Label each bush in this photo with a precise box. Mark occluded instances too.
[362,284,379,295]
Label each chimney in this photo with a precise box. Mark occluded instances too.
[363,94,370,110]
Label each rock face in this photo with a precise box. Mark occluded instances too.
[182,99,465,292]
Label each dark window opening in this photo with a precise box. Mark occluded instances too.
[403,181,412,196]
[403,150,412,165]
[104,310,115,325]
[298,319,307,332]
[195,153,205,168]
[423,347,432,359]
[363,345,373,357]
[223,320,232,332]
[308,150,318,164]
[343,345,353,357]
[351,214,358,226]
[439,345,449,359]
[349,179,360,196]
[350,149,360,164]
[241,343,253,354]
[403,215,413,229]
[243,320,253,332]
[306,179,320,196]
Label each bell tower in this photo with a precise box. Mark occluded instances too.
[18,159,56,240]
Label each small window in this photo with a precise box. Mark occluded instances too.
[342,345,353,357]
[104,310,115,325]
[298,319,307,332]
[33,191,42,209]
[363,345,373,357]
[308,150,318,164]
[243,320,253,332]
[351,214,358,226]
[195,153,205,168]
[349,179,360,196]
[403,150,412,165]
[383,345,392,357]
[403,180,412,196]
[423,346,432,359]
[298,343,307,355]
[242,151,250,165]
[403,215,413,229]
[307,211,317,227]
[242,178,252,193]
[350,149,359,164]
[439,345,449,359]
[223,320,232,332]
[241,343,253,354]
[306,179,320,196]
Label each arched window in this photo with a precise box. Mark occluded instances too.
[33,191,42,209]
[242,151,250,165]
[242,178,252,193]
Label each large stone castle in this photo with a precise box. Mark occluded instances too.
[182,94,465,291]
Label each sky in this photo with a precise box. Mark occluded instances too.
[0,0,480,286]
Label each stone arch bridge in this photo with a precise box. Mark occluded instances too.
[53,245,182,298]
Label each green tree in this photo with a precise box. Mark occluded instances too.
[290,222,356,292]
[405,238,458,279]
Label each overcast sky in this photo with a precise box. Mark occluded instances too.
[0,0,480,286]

Task details
Return each entry from the material above exactly as it appears.

Output of the task
Label each bush in this photo with a precise box. Mark occluded instances too.
[362,284,379,295]
Label each chimney in this photo with a precise box. Mark occluded instances too.
[363,94,370,110]
Label each rock face in this photo with a precise box. Mark occluded instances too.
[182,99,465,292]
Label each dark window opening in this photo with a precise box. Mark occluded instances too.
[403,181,412,196]
[403,150,412,165]
[104,310,115,325]
[298,319,307,332]
[195,153,205,168]
[423,347,432,359]
[363,345,373,357]
[223,320,232,332]
[308,150,318,164]
[343,345,353,357]
[351,214,358,226]
[439,345,449,359]
[349,179,360,196]
[350,149,360,164]
[241,343,253,354]
[403,215,413,229]
[243,320,253,332]
[306,179,320,196]
Label each bell tower in this photo with a precise box. Mark occluded instances too.
[18,159,56,240]
Label each small window in this photo with a precise box. Mark occluded instances too.
[342,345,353,357]
[104,310,115,325]
[298,319,307,332]
[33,191,42,209]
[363,345,373,357]
[308,150,318,164]
[243,320,253,332]
[351,214,358,226]
[195,153,205,168]
[349,179,360,196]
[403,150,412,165]
[383,345,392,357]
[403,180,412,196]
[423,346,432,359]
[298,343,307,355]
[242,151,250,165]
[403,215,413,229]
[307,211,317,227]
[242,178,252,193]
[350,149,359,164]
[439,345,449,359]
[223,320,232,332]
[241,343,253,354]
[306,179,320,196]
Label each arched window in this photo with a precise box. Mark occluded instances too.
[33,191,42,209]
[242,151,250,165]
[242,178,252,193]
Label each large stone castle in this photo with a precise box. Mark occluded instances too.
[182,94,465,291]
Label each sky in this photo with a precise box. Mark occluded instances too.
[0,0,480,286]
Label each stone arch bridge in this photo with a precise box. Mark occluded instances too.
[53,245,182,298]
Label each green tree in this photo with a precise box. Mark occluded instances too.
[290,222,356,292]
[405,238,458,279]
Label each overcast sky in this photo with a precise box. Mark occluded instances too.
[0,0,480,286]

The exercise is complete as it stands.